### Input material ###
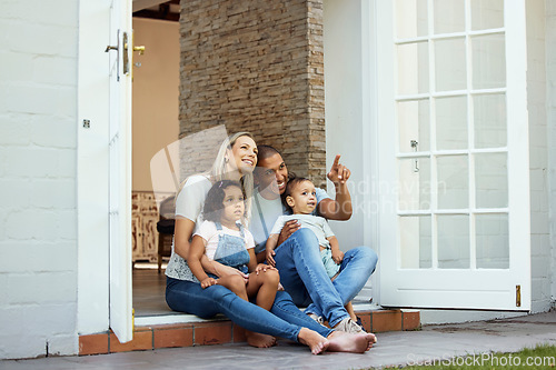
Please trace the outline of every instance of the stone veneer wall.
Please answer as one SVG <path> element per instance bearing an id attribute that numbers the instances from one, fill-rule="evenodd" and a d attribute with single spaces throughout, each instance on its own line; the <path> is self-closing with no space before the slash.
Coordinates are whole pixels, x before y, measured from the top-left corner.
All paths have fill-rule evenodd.
<path id="1" fill-rule="evenodd" d="M 181 0 L 180 138 L 225 124 L 325 183 L 321 0 Z"/>

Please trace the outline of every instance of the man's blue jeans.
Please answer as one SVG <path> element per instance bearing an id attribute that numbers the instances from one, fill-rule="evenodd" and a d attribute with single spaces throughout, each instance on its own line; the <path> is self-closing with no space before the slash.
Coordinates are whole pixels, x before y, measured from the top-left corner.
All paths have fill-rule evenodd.
<path id="1" fill-rule="evenodd" d="M 378 261 L 377 253 L 368 247 L 350 249 L 332 282 L 320 260 L 318 240 L 312 231 L 297 230 L 275 251 L 280 282 L 294 302 L 308 304 L 305 312 L 324 317 L 330 327 L 349 317 L 344 306 L 359 293 Z"/>
<path id="2" fill-rule="evenodd" d="M 203 319 L 224 313 L 247 330 L 294 341 L 298 341 L 301 328 L 314 330 L 325 338 L 332 332 L 301 312 L 285 291 L 276 293 L 268 312 L 222 286 L 202 289 L 198 282 L 167 278 L 166 302 L 173 311 L 197 314 Z"/>

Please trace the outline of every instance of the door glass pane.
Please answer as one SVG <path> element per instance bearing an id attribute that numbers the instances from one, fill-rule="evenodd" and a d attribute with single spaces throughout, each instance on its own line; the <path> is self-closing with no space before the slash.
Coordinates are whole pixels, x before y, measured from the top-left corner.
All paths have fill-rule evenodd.
<path id="1" fill-rule="evenodd" d="M 398 46 L 398 94 L 428 92 L 428 42 Z"/>
<path id="2" fill-rule="evenodd" d="M 430 159 L 399 160 L 399 210 L 430 209 Z"/>
<path id="3" fill-rule="evenodd" d="M 468 163 L 467 156 L 445 156 L 437 158 L 438 170 L 438 208 L 468 208 Z"/>
<path id="4" fill-rule="evenodd" d="M 436 99 L 436 148 L 467 149 L 467 97 Z"/>
<path id="5" fill-rule="evenodd" d="M 506 46 L 504 34 L 471 38 L 473 88 L 492 89 L 506 86 Z"/>
<path id="6" fill-rule="evenodd" d="M 464 90 L 466 82 L 465 38 L 435 42 L 436 90 Z"/>
<path id="7" fill-rule="evenodd" d="M 508 214 L 477 214 L 475 230 L 477 268 L 508 269 Z"/>
<path id="8" fill-rule="evenodd" d="M 430 216 L 399 218 L 400 262 L 403 269 L 427 269 L 431 261 Z"/>
<path id="9" fill-rule="evenodd" d="M 471 0 L 471 29 L 504 27 L 504 0 Z"/>
<path id="10" fill-rule="evenodd" d="M 475 183 L 477 208 L 508 207 L 507 153 L 476 154 Z"/>
<path id="11" fill-rule="evenodd" d="M 435 0 L 435 34 L 465 31 L 465 1 Z"/>
<path id="12" fill-rule="evenodd" d="M 438 268 L 469 268 L 469 216 L 438 214 Z"/>
<path id="13" fill-rule="evenodd" d="M 475 148 L 506 147 L 506 94 L 473 97 Z"/>
<path id="14" fill-rule="evenodd" d="M 429 122 L 430 119 L 428 100 L 399 102 L 399 151 L 410 152 L 430 150 Z"/>
<path id="15" fill-rule="evenodd" d="M 427 0 L 396 0 L 396 36 L 416 38 L 428 33 Z"/>

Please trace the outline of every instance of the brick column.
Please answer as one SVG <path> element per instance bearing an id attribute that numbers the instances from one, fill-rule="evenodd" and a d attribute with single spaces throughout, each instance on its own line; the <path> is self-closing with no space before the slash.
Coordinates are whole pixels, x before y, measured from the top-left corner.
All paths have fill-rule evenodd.
<path id="1" fill-rule="evenodd" d="M 250 131 L 326 183 L 321 0 L 181 0 L 180 44 L 180 137 Z"/>

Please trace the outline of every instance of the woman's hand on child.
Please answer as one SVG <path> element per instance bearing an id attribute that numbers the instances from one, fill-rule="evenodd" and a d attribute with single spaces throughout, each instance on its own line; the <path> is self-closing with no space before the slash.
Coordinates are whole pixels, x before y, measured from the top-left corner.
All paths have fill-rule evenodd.
<path id="1" fill-rule="evenodd" d="M 344 261 L 344 252 L 341 250 L 334 250 L 332 249 L 332 260 L 336 262 L 336 264 L 340 264 L 341 261 Z"/>
<path id="2" fill-rule="evenodd" d="M 267 250 L 267 266 L 276 267 L 275 256 L 276 252 L 274 250 Z"/>
<path id="3" fill-rule="evenodd" d="M 259 264 L 257 264 L 257 268 L 255 269 L 255 273 L 259 274 L 260 271 L 267 272 L 267 270 L 276 270 L 276 271 L 278 271 L 278 269 L 275 268 L 274 266 L 269 266 L 269 264 L 266 264 L 266 263 L 259 263 Z"/>
<path id="4" fill-rule="evenodd" d="M 285 242 L 294 232 L 299 230 L 301 226 L 297 220 L 289 220 L 284 224 L 284 228 L 281 228 L 280 236 L 278 237 L 278 242 L 276 243 L 276 247 L 280 246 L 282 242 Z"/>
<path id="5" fill-rule="evenodd" d="M 210 286 L 216 286 L 218 283 L 218 280 L 215 278 L 207 278 L 201 281 L 201 288 L 208 288 Z"/>
<path id="6" fill-rule="evenodd" d="M 245 274 L 244 272 L 239 271 L 238 269 L 235 269 L 230 266 L 226 266 L 226 264 L 220 264 L 218 266 L 218 269 L 216 269 L 216 274 L 219 277 L 219 278 L 224 278 L 224 277 L 228 277 L 230 274 L 239 274 L 241 278 L 244 278 L 244 280 L 247 282 L 247 278 L 248 276 Z"/>

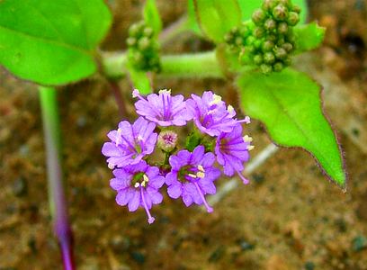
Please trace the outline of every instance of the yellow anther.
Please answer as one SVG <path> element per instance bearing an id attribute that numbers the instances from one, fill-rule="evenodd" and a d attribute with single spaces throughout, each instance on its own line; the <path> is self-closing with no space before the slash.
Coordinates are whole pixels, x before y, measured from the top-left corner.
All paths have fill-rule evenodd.
<path id="1" fill-rule="evenodd" d="M 210 105 L 218 104 L 221 102 L 221 96 L 218 94 L 213 94 L 213 100 L 210 103 Z"/>
<path id="2" fill-rule="evenodd" d="M 114 165 L 112 164 L 112 163 L 109 163 L 109 164 L 107 165 L 107 166 L 108 166 L 110 169 L 113 169 L 113 168 L 114 168 Z"/>
<path id="3" fill-rule="evenodd" d="M 254 148 L 255 148 L 255 146 L 253 146 L 253 145 L 247 146 L 247 150 L 249 150 L 249 151 L 253 150 Z"/>
<path id="4" fill-rule="evenodd" d="M 143 182 L 149 182 L 149 178 L 147 176 L 147 175 L 143 175 Z"/>
<path id="5" fill-rule="evenodd" d="M 198 176 L 199 178 L 204 178 L 205 177 L 205 174 L 203 172 L 197 172 L 196 176 Z"/>
<path id="6" fill-rule="evenodd" d="M 169 90 L 167 90 L 167 89 L 159 90 L 158 94 L 171 94 L 171 89 L 169 89 Z"/>
<path id="7" fill-rule="evenodd" d="M 250 136 L 248 136 L 248 135 L 245 135 L 245 136 L 244 136 L 244 141 L 246 141 L 246 142 L 251 142 L 251 141 L 253 141 L 253 139 L 252 139 L 252 137 L 250 137 Z"/>
<path id="8" fill-rule="evenodd" d="M 235 109 L 231 105 L 228 105 L 227 107 L 227 111 L 228 111 L 229 113 L 232 113 L 235 111 Z"/>

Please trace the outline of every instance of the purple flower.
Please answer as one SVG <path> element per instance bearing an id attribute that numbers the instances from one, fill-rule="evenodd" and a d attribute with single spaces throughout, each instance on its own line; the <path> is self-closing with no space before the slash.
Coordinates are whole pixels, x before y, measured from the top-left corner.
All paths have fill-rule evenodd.
<path id="1" fill-rule="evenodd" d="M 117 130 L 110 131 L 107 136 L 112 142 L 105 142 L 102 153 L 108 157 L 108 166 L 122 167 L 125 165 L 139 163 L 146 155 L 153 152 L 157 134 L 153 132 L 156 124 L 148 122 L 143 117 L 131 125 L 123 121 Z"/>
<path id="2" fill-rule="evenodd" d="M 215 146 L 215 154 L 218 163 L 223 166 L 224 174 L 232 176 L 237 172 L 244 184 L 248 184 L 241 172 L 244 169 L 244 162 L 248 161 L 248 151 L 254 147 L 250 145 L 252 138 L 247 135 L 242 137 L 242 126 L 237 124 L 232 132 L 221 133 Z"/>
<path id="3" fill-rule="evenodd" d="M 204 92 L 202 97 L 192 94 L 186 104 L 195 125 L 210 136 L 230 132 L 237 123 L 249 122 L 248 117 L 241 121 L 234 119 L 236 112 L 233 107 L 226 107 L 221 97 L 211 91 Z"/>
<path id="4" fill-rule="evenodd" d="M 181 196 L 186 206 L 192 202 L 203 203 L 208 212 L 211 212 L 213 209 L 208 205 L 204 195 L 216 193 L 213 181 L 220 176 L 220 171 L 213 167 L 214 161 L 214 155 L 204 153 L 203 146 L 196 147 L 192 153 L 181 150 L 171 156 L 172 169 L 166 176 L 168 195 L 174 199 Z"/>
<path id="5" fill-rule="evenodd" d="M 135 103 L 138 114 L 163 127 L 184 126 L 192 117 L 187 113 L 184 95 L 171 95 L 171 90 L 160 90 L 159 94 L 151 94 L 147 100 L 140 95 L 139 90 L 132 92 L 133 97 L 139 97 Z"/>
<path id="6" fill-rule="evenodd" d="M 130 212 L 143 207 L 148 222 L 153 223 L 155 218 L 151 216 L 149 209 L 163 200 L 159 188 L 165 184 L 165 177 L 159 176 L 159 168 L 141 160 L 138 164 L 113 170 L 113 175 L 115 178 L 111 179 L 110 185 L 117 191 L 116 202 L 121 206 L 128 205 Z"/>

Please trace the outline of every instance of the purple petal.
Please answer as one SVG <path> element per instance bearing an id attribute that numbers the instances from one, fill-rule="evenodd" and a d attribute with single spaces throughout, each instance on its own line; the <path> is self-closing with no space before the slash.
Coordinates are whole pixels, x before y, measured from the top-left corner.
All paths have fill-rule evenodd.
<path id="1" fill-rule="evenodd" d="M 167 188 L 168 195 L 173 199 L 177 199 L 183 194 L 183 185 L 180 182 L 176 181 Z"/>
<path id="2" fill-rule="evenodd" d="M 121 155 L 121 152 L 114 143 L 105 142 L 102 148 L 102 154 L 106 157 L 113 157 Z"/>
<path id="3" fill-rule="evenodd" d="M 116 195 L 116 202 L 119 205 L 126 205 L 134 195 L 135 190 L 133 188 L 126 188 L 124 190 L 119 191 Z"/>

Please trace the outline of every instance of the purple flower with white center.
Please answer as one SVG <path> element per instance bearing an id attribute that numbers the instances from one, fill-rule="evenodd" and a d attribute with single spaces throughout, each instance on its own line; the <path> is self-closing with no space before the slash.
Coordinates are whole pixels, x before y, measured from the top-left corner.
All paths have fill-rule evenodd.
<path id="1" fill-rule="evenodd" d="M 248 151 L 254 148 L 250 145 L 251 141 L 251 137 L 242 137 L 242 126 L 237 124 L 232 132 L 221 133 L 215 146 L 217 161 L 223 166 L 224 174 L 232 176 L 237 172 L 244 184 L 248 184 L 248 180 L 241 172 L 244 170 L 244 162 L 250 158 Z"/>
<path id="2" fill-rule="evenodd" d="M 222 132 L 230 132 L 237 123 L 249 123 L 248 117 L 237 120 L 235 109 L 221 100 L 221 97 L 211 91 L 205 91 L 202 97 L 192 94 L 186 101 L 187 108 L 200 130 L 210 136 L 219 136 Z"/>
<path id="3" fill-rule="evenodd" d="M 165 184 L 165 177 L 159 175 L 159 168 L 141 160 L 138 164 L 113 170 L 113 175 L 115 178 L 111 179 L 110 185 L 117 191 L 116 202 L 121 206 L 128 205 L 130 212 L 143 207 L 148 222 L 153 223 L 155 218 L 149 209 L 163 200 L 159 188 Z"/>
<path id="4" fill-rule="evenodd" d="M 108 167 L 134 165 L 151 154 L 158 136 L 154 132 L 155 128 L 155 123 L 143 117 L 138 118 L 132 125 L 127 121 L 121 122 L 117 130 L 107 134 L 111 142 L 105 142 L 102 148 L 102 153 L 109 158 Z"/>
<path id="5" fill-rule="evenodd" d="M 173 199 L 182 197 L 184 203 L 204 204 L 208 212 L 213 209 L 205 200 L 205 194 L 214 194 L 213 184 L 220 176 L 220 171 L 213 166 L 215 156 L 205 153 L 203 146 L 196 147 L 192 153 L 181 150 L 169 158 L 171 172 L 166 176 L 168 195 Z"/>
<path id="6" fill-rule="evenodd" d="M 146 100 L 139 90 L 135 89 L 132 97 L 139 99 L 135 103 L 138 114 L 162 127 L 184 126 L 187 121 L 192 120 L 191 115 L 187 113 L 184 95 L 171 95 L 171 90 L 160 90 L 158 94 L 150 94 Z"/>

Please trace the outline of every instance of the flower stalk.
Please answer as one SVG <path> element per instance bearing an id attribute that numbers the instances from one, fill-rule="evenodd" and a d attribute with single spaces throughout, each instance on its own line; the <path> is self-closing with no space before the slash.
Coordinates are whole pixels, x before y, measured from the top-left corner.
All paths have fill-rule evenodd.
<path id="1" fill-rule="evenodd" d="M 46 141 L 49 202 L 54 233 L 58 239 L 65 270 L 73 270 L 72 231 L 68 222 L 61 168 L 61 135 L 57 103 L 53 87 L 39 87 Z"/>
<path id="2" fill-rule="evenodd" d="M 126 76 L 127 63 L 124 52 L 102 53 L 103 70 L 109 78 Z M 161 77 L 224 77 L 215 51 L 162 56 L 161 65 L 161 72 L 157 74 Z"/>

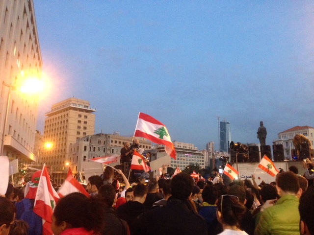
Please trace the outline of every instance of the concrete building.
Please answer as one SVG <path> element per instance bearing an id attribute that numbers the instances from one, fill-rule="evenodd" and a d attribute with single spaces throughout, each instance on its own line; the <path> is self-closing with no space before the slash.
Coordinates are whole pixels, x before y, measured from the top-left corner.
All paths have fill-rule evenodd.
<path id="1" fill-rule="evenodd" d="M 200 168 L 205 167 L 204 154 L 193 144 L 174 141 L 173 144 L 177 152 L 177 160 L 171 158 L 170 167 L 175 169 L 179 165 L 182 170 L 192 163 L 198 164 Z M 154 148 L 158 150 L 159 153 L 157 158 L 167 155 L 163 145 L 155 145 Z"/>
<path id="2" fill-rule="evenodd" d="M 40 78 L 42 65 L 33 0 L 0 1 L 0 154 L 27 164 L 37 161 L 39 99 L 19 88 L 31 76 Z"/>
<path id="3" fill-rule="evenodd" d="M 230 152 L 229 146 L 231 142 L 230 123 L 225 121 L 220 122 L 219 152 Z"/>
<path id="4" fill-rule="evenodd" d="M 282 144 L 284 147 L 285 159 L 292 160 L 291 152 L 294 148 L 292 140 L 297 134 L 303 135 L 307 138 L 313 146 L 314 141 L 314 128 L 309 126 L 296 126 L 278 134 L 278 139 L 276 140 L 274 144 Z"/>
<path id="5" fill-rule="evenodd" d="M 140 147 L 145 150 L 151 150 L 152 142 L 145 138 L 136 138 L 139 140 Z M 69 166 L 74 174 L 78 171 L 82 172 L 83 165 L 87 165 L 84 163 L 91 161 L 88 159 L 100 158 L 114 154 L 120 155 L 121 148 L 125 142 L 132 144 L 133 137 L 124 137 L 119 135 L 109 134 L 97 134 L 89 135 L 78 139 L 70 145 L 70 158 Z M 118 163 L 113 165 L 120 164 Z"/>
<path id="6" fill-rule="evenodd" d="M 95 133 L 95 109 L 86 100 L 69 98 L 53 104 L 47 113 L 44 140 L 50 149 L 44 148 L 41 163 L 52 165 L 52 179 L 61 183 L 65 178 L 65 164 L 70 159 L 70 145 L 83 137 Z"/>

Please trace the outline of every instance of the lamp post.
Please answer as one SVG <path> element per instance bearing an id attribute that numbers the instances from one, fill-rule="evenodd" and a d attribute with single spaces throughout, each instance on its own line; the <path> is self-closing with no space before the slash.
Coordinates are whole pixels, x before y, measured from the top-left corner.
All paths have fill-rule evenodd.
<path id="1" fill-rule="evenodd" d="M 8 92 L 8 98 L 6 101 L 6 109 L 5 110 L 5 114 L 4 115 L 4 121 L 3 124 L 3 129 L 2 133 L 2 140 L 1 141 L 1 151 L 0 151 L 0 156 L 3 155 L 3 149 L 4 148 L 4 137 L 5 137 L 5 131 L 6 130 L 6 124 L 8 121 L 8 114 L 9 113 L 9 106 L 10 104 L 10 98 L 11 97 L 11 91 L 12 89 L 15 89 L 15 86 L 7 84 L 4 81 L 2 83 L 2 85 L 5 86 L 9 88 Z"/>

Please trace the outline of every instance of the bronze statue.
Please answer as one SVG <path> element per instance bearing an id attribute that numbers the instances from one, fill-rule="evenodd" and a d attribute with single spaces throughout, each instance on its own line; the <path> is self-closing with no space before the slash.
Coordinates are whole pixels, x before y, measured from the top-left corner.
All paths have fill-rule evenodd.
<path id="1" fill-rule="evenodd" d="M 260 122 L 260 127 L 257 130 L 257 138 L 260 139 L 261 145 L 264 146 L 266 145 L 266 136 L 267 136 L 267 131 L 266 127 L 264 126 L 262 121 Z"/>

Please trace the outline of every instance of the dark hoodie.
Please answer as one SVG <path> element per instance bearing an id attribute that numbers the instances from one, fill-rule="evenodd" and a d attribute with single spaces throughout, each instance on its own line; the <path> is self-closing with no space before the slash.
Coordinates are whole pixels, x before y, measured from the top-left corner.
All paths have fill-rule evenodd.
<path id="1" fill-rule="evenodd" d="M 140 202 L 129 201 L 118 208 L 117 214 L 120 219 L 128 222 L 131 234 L 132 234 L 133 223 L 136 220 L 136 217 L 148 210 L 147 208 Z"/>

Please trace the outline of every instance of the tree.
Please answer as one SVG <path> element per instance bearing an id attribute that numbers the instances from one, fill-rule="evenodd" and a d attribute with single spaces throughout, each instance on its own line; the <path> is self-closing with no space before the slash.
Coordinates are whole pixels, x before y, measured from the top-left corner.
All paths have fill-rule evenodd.
<path id="1" fill-rule="evenodd" d="M 159 139 L 161 139 L 161 140 L 163 140 L 164 136 L 169 136 L 168 132 L 167 131 L 166 128 L 165 128 L 164 126 L 157 129 L 154 133 L 157 134 L 157 135 L 159 135 Z"/>

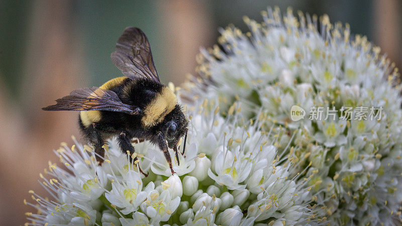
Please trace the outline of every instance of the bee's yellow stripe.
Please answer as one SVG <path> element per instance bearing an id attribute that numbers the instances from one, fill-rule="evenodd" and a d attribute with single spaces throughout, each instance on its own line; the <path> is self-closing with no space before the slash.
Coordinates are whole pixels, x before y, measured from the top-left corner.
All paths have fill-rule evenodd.
<path id="1" fill-rule="evenodd" d="M 110 90 L 112 88 L 121 84 L 124 79 L 126 78 L 127 78 L 127 77 L 126 76 L 115 78 L 105 82 L 105 84 L 100 86 L 99 88 L 104 89 Z M 79 117 L 81 118 L 82 124 L 83 124 L 84 126 L 85 127 L 87 127 L 93 123 L 99 122 L 102 118 L 100 111 L 98 110 L 83 110 L 80 112 Z"/>
<path id="2" fill-rule="evenodd" d="M 177 104 L 176 95 L 170 89 L 164 87 L 162 91 L 145 107 L 141 123 L 145 127 L 155 126 L 163 121 Z"/>

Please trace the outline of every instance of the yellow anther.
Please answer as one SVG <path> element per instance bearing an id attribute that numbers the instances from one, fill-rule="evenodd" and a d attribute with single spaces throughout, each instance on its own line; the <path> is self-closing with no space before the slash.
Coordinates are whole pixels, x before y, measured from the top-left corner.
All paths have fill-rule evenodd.
<path id="1" fill-rule="evenodd" d="M 219 105 L 217 106 L 217 108 L 215 108 L 215 110 L 214 111 L 214 114 L 215 115 L 217 114 L 219 112 Z"/>
<path id="2" fill-rule="evenodd" d="M 233 138 L 229 138 L 229 141 L 228 141 L 228 146 L 232 146 L 232 144 L 233 143 Z"/>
###
* [Given instruction] Write out, word for word, the line containing "Please trace the outline of every instance of the bee's" and every line after it to the end of the data above.

* [The output]
Please trace the outline of every instance of the bee's yellow stripe.
Please answer as one SVG <path> element per instance bearing an id attribute that numbers the instances from one, fill-rule="evenodd" and a d attribute with single spaces throughout, each instance on its own line; the <path> is self-closing with no space before the slash.
Coordinates are whole pixels, x before y, measured from the top-left corner.
All paths have fill-rule evenodd.
<path id="1" fill-rule="evenodd" d="M 110 90 L 112 88 L 121 84 L 124 79 L 126 78 L 127 78 L 127 77 L 126 76 L 115 78 L 105 82 L 105 84 L 100 86 L 99 88 L 104 89 Z M 79 117 L 81 118 L 82 124 L 83 124 L 84 126 L 85 127 L 87 127 L 93 123 L 99 122 L 102 118 L 100 111 L 98 110 L 83 110 L 80 112 Z"/>
<path id="2" fill-rule="evenodd" d="M 177 104 L 176 95 L 170 89 L 164 87 L 162 91 L 145 107 L 141 123 L 145 127 L 155 126 L 163 121 Z"/>

Please trace the outline of every instance of the yellow anther.
Please answer as one SVG <path> element per instance bearing an id attribute that numbers the instances from one, fill-rule="evenodd" and a d attribute with single spaces throughout, each instance on its own line; the <path> is self-closing with no space before the slash.
Coordinates are whole pixels, x before y, measured from the top-left corner.
All paths have fill-rule evenodd.
<path id="1" fill-rule="evenodd" d="M 219 105 L 217 106 L 217 108 L 215 108 L 215 110 L 214 111 L 214 114 L 215 115 L 217 114 L 219 112 Z"/>
<path id="2" fill-rule="evenodd" d="M 233 138 L 229 138 L 229 141 L 228 141 L 228 146 L 232 146 L 232 144 L 233 143 Z"/>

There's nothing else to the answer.